**REQUESTS**
- 1) In the mailing list thread, what symlink name does the proposed udev rule create for the KVM PTP device?
- 2) Copy the passage of the mailing list thread word for word, starting at "You need to" and stopping after "their own packages.".

**TEXT PROVIDED**
Re: [systemd-devel] [PATCH] udev rules: add udev rule to create /dev/ptp_kvm

2017-02-28 Thread Marcelo Tosatti
On Sun, Feb 26, 2017 at 09:52:18PM +0100, Lennart Poettering wrote:
> On Thu, 23.02.17 22:20, Marcelo Tosatti (mtosa...@redhat.com) wrote:
> 
> > 
> > Its necessary to specify the KVM PTP device name in userspace.
> > 
> > In case a network card with PTP device is assigned to the guest,
> > it might be the case that KVM PTP gets /dev/ptp0 instead of /dev/ptp1. 
> > 
> > Fix a device name for the KVM PTP device.
> 
> What's the symlink precisely good for, can you elaborate? 

You want to configure Chrony to use PTP in the guest to sync with the
host.

You need to add a entry to /etc/chrony.conf pointing to "/dev/ptp0", 
the ptp_kvm device.

However, it might be the case that a PCI assigned device has a PTP
clock, and it can be registered as "/dev/ptp0" and ptp_kvm as
"/dev/ptp1".

> Also, what's the benefit of shipping this upstream? Why not ship that
> rule with kvm?

qemu-kvm package? Sure i can do that, but then all distributions 
have to do the same with their own packages.

Why not do it in a centralized location where everyone benefits?
(other virtual devices such as virtio-serial already have aliases
upstream).

> Lennart
> 
> -- 
> Lennart Poettering, Red Hat
___
systemd-devel mailing list
systemd-devel@lists.freedesktop.org
https://lists.freedesktop.org/mailman/listinfo/systemd-devel


[systemd-devel] [PATCH] udev rules: add udev rule to create /dev/ptp_kvm

2017-02-23 Thread Marcelo Tosatti

Its necessary to specify the KVM PTP device name in userspace.

In case a network card with PTP device is assigned to the guest,
it might be the case that KVM PTP gets /dev/ptp0 instead of /dev/ptp1. 

Fix a device name for the KVM PTP device.

Signed-off-by: Marcelo Tosatti 

diff --git a/rules/50-udev-default.rules b/rules/50-udev-default.rules
index e9eeb85..3347c8c 100644
--- a/rules/50-udev-default.rules
+++ b/rules/50-udev-default.rules
@@ -74,4 +74,6 @@ KERNEL=="tun", MODE="0666", OPTIONS+="static_node=net/tun"
 
 KERNEL=="fuse", MODE="0666", OPTIONS+="static_node=fuse"
 
+SUBSYSTEM=="ptp", ATTR{clock_name}=="KVM virtual PTP", SYMLINK += "ptp_kvm"
+
 LABEL="default_end"
___
systemd-devel mailing list
systemd-devel@lists.freedesktop.org
https://lists.freedesktop.org/mailman/listinfo/systemd-devel


Re: [systemd-devel] [PATCH] systemd: add RDTCacheReservation= option to support CAT (Cache Allocation Technology)

2017-01-09 Thread Marcelo Tosatti
On Fri, Jan 06, 2017 at 07:51:05PM +0100, Lennart Poettering wrote:
> On Fri, 06.01.17 11:59, Marcelo Tosatti (mtosa...@redhat.com) wrote:
> 
> > Cache Allocation Technology is a feature on selected recent Intel Xeon
> > processors which allows control over L3 cache allocation.
> 
> What precisely is the benefit of making this configurable? Can you
> describe a basic usecase why I'd want to set this on some service?

**RECORD EXTRACTS**
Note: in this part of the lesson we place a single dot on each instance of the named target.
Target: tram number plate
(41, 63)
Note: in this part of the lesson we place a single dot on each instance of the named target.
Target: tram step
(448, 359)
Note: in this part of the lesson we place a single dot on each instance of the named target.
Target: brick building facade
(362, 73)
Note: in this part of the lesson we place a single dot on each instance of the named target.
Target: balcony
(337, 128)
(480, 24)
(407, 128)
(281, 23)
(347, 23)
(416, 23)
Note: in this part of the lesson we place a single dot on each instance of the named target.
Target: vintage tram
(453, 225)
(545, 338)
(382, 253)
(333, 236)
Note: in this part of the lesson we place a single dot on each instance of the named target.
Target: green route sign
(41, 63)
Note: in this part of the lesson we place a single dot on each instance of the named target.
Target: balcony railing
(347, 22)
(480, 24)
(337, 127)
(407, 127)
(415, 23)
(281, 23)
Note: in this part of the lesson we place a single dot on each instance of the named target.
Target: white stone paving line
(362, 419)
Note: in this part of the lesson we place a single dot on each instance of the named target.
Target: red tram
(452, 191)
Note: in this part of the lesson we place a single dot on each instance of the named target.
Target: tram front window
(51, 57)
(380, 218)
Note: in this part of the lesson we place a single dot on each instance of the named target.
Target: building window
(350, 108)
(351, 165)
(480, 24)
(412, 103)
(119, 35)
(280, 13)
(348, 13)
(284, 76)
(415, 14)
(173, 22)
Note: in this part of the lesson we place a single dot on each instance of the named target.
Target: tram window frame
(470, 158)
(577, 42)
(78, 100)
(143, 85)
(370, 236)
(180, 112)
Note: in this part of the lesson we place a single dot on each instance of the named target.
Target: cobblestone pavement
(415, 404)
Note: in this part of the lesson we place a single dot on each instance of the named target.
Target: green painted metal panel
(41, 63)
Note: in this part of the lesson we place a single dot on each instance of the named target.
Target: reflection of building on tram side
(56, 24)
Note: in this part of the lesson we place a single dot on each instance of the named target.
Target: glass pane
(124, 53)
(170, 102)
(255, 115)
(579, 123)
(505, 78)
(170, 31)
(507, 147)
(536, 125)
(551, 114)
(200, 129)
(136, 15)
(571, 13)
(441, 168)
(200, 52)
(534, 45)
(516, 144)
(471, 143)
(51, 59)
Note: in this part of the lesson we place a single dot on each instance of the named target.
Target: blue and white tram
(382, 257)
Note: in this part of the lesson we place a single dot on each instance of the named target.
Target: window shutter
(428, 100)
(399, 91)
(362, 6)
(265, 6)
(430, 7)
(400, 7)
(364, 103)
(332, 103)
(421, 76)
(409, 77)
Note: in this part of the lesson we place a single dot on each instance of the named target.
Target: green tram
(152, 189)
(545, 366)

**OUTPUTS FOR THE TASKS**
- 1) ptp_kvm

- 2)
You need to add a entry to /etc/chrony.conf pointing to "/dev/ptp0", 
the ptp_kvm device.

However, it might be the case that a PCI assigned device has a PTP
clock, and it can be registered as "/dev/ptp0" and ptp_kvm as
"/dev/ptp1".

> Also, what's the benefit of shipping this upstream? Why not ship that
> rule with kvm?

qemu-kvm package? Sure i can do that, but then all distributions 
have to do the same with their own packages.